EXERCISE – Write each line exactly as it stands, from the line containing "the water reflection" through the end of the data.

Data extracted from a collection:
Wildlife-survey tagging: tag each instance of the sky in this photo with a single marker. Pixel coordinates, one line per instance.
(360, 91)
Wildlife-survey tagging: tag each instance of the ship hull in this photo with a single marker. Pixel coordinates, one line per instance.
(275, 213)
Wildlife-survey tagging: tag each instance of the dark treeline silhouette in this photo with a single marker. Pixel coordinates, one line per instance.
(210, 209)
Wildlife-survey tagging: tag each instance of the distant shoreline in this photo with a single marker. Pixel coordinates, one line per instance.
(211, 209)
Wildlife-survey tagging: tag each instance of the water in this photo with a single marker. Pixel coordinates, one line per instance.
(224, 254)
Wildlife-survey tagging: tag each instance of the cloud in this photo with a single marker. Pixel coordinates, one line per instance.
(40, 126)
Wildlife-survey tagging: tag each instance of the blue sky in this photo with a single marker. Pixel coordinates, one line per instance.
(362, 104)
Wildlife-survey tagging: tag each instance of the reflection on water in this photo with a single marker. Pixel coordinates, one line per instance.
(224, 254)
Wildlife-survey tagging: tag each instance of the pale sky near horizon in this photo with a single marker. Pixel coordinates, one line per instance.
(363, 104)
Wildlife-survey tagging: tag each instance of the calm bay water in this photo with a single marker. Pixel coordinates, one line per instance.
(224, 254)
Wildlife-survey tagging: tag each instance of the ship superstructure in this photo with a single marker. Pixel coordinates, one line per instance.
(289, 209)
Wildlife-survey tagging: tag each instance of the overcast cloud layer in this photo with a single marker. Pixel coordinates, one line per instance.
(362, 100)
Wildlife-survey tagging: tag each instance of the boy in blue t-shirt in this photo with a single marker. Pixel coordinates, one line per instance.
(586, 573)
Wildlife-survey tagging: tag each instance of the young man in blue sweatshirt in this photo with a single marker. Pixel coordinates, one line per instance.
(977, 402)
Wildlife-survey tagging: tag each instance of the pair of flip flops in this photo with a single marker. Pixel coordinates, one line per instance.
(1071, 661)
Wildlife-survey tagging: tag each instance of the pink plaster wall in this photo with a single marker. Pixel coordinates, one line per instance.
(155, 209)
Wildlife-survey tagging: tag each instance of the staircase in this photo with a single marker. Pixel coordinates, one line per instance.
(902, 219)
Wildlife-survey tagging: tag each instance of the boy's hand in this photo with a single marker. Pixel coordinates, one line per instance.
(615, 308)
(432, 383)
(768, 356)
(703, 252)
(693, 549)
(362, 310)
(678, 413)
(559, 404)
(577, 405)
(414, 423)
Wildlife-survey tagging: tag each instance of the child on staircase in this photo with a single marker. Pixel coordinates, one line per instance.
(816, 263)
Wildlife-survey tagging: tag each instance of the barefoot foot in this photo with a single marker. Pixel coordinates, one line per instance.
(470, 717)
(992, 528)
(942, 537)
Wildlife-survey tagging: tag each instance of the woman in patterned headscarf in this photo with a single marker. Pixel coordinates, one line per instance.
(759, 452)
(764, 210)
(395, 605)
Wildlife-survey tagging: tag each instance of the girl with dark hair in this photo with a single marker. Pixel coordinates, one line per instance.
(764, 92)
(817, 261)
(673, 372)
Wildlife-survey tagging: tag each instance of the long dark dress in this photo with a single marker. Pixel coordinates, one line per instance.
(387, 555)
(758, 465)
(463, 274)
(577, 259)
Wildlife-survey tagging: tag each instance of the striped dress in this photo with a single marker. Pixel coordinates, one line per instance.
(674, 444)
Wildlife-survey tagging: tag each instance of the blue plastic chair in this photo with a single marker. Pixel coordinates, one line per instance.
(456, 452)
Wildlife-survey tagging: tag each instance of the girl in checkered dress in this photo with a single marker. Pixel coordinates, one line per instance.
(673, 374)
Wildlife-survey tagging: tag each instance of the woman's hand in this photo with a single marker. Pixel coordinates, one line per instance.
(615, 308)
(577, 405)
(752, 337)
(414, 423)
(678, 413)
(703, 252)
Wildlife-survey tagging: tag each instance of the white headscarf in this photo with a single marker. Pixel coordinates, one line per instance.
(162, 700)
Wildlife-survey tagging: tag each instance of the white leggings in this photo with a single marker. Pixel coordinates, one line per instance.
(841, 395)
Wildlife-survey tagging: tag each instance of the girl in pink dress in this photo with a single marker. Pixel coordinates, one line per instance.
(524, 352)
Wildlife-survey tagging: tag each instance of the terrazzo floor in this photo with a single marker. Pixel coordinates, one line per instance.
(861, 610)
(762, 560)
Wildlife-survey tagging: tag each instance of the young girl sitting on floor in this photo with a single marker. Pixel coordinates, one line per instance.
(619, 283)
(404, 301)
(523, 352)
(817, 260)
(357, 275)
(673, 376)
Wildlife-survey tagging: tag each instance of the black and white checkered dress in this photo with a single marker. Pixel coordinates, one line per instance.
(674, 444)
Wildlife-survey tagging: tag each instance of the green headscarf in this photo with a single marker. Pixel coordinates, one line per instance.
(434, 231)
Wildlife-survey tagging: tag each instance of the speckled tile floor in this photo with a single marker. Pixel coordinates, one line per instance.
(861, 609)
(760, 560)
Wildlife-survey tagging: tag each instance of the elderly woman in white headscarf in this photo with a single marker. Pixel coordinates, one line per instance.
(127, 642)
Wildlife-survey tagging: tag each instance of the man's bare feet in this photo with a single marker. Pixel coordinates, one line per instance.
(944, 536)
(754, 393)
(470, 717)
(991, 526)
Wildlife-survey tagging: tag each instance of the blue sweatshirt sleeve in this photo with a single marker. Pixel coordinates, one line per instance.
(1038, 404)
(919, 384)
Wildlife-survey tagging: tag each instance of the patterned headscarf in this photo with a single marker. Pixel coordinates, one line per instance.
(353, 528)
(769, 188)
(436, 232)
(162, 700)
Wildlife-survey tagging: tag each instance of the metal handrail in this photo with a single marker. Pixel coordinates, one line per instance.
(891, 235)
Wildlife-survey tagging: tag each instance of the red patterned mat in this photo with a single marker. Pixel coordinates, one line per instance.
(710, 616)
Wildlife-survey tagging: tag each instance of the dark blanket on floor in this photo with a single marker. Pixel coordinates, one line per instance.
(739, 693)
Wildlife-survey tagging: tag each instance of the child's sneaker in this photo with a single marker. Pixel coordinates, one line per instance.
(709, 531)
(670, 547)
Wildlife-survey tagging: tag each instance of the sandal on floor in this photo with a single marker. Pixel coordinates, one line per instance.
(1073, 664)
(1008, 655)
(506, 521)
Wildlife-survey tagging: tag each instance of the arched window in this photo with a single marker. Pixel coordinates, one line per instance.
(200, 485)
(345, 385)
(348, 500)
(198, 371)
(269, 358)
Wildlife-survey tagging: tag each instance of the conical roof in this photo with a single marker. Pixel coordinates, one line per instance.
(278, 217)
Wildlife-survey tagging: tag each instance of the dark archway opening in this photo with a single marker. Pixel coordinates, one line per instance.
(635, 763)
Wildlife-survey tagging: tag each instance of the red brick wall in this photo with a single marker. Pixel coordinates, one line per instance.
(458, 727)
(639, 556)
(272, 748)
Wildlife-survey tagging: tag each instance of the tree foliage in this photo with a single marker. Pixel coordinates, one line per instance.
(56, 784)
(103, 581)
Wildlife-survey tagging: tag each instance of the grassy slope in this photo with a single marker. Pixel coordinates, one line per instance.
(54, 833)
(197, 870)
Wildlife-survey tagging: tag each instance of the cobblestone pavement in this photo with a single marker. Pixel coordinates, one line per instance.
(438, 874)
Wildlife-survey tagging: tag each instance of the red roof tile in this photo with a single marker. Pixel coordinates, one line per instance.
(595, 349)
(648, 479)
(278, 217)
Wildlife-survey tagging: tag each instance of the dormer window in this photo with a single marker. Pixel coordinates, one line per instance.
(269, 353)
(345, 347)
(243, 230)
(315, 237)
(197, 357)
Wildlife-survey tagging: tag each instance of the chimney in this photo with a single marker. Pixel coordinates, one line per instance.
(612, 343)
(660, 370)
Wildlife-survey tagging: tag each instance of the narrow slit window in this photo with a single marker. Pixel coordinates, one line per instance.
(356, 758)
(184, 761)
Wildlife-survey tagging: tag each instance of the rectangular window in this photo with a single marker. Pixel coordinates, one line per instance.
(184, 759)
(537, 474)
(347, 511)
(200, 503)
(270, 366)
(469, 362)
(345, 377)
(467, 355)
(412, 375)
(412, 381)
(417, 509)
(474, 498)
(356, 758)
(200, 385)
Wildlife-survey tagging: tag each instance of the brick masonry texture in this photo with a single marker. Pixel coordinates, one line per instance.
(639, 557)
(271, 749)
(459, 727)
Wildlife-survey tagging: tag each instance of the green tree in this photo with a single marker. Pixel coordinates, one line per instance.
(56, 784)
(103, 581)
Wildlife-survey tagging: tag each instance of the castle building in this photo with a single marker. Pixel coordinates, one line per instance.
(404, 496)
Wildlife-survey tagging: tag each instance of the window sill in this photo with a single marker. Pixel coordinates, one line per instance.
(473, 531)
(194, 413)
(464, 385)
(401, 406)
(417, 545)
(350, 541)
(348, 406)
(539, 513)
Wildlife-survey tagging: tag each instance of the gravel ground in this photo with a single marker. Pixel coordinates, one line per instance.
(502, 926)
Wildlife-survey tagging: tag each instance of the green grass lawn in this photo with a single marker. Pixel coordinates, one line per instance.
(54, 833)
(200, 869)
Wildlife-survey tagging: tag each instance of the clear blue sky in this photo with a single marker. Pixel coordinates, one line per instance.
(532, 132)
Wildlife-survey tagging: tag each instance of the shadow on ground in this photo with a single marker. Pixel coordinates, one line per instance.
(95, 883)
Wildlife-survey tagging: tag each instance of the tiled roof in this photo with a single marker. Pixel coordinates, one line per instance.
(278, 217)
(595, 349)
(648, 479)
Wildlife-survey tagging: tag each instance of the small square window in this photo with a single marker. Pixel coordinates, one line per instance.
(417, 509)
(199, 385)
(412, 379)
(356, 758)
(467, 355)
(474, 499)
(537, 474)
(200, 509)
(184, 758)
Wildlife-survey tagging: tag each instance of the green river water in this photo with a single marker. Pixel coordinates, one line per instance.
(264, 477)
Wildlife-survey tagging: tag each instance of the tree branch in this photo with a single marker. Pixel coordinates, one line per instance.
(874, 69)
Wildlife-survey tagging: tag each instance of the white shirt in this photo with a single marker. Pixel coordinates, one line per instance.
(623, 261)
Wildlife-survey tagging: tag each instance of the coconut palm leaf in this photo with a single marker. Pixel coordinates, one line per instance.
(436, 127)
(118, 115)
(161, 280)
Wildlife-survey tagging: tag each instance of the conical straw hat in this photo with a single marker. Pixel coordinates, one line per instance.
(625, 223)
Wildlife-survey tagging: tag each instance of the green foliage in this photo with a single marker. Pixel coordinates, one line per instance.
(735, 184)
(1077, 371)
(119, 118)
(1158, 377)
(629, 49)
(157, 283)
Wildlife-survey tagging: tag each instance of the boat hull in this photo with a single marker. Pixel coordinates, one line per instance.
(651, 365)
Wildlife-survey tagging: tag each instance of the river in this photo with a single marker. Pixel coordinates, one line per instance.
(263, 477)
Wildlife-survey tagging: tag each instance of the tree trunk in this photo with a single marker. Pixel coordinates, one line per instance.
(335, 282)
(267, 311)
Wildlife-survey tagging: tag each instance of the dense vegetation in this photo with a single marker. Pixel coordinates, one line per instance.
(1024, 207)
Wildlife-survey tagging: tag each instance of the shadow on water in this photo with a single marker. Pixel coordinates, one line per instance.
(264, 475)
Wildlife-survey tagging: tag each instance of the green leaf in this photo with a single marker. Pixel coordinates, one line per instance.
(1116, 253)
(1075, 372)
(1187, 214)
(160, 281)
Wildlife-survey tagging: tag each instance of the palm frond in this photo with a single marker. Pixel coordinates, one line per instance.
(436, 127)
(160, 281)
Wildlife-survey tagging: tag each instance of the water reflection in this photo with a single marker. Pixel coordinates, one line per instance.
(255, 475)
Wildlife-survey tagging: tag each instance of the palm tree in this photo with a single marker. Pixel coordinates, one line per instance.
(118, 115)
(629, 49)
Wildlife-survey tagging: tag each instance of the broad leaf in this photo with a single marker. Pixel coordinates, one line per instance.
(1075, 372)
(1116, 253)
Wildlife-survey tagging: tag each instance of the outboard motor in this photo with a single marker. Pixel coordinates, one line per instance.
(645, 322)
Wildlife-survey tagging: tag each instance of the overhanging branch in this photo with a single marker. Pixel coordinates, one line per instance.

EXERCISE RESULT –
Wildlife-survey tagging: tag each instance of the water reflection in this photo with a single marker. Pixel coordinates, one line per instance.
(255, 475)
Wildlife-survey tagging: tag each instance of the palm tree in this photo with a single marker. Pixel coordinates, one line per instance.
(118, 115)
(629, 49)
Wildlife-survey tagging: tag each instance of the broad leaf in this photo with a single marker. Pixel coordinates, one line per instance.
(1075, 372)
(1116, 253)
Wildlife-survey tagging: tag each instance of the outboard motor in this photo with a single marker. Pixel coordinates, one line per instance.
(645, 322)
Wildlife-survey tagging: tag each instance of the overhanging branch in this photo with a single marker. Pixel coordinates, one line per instance.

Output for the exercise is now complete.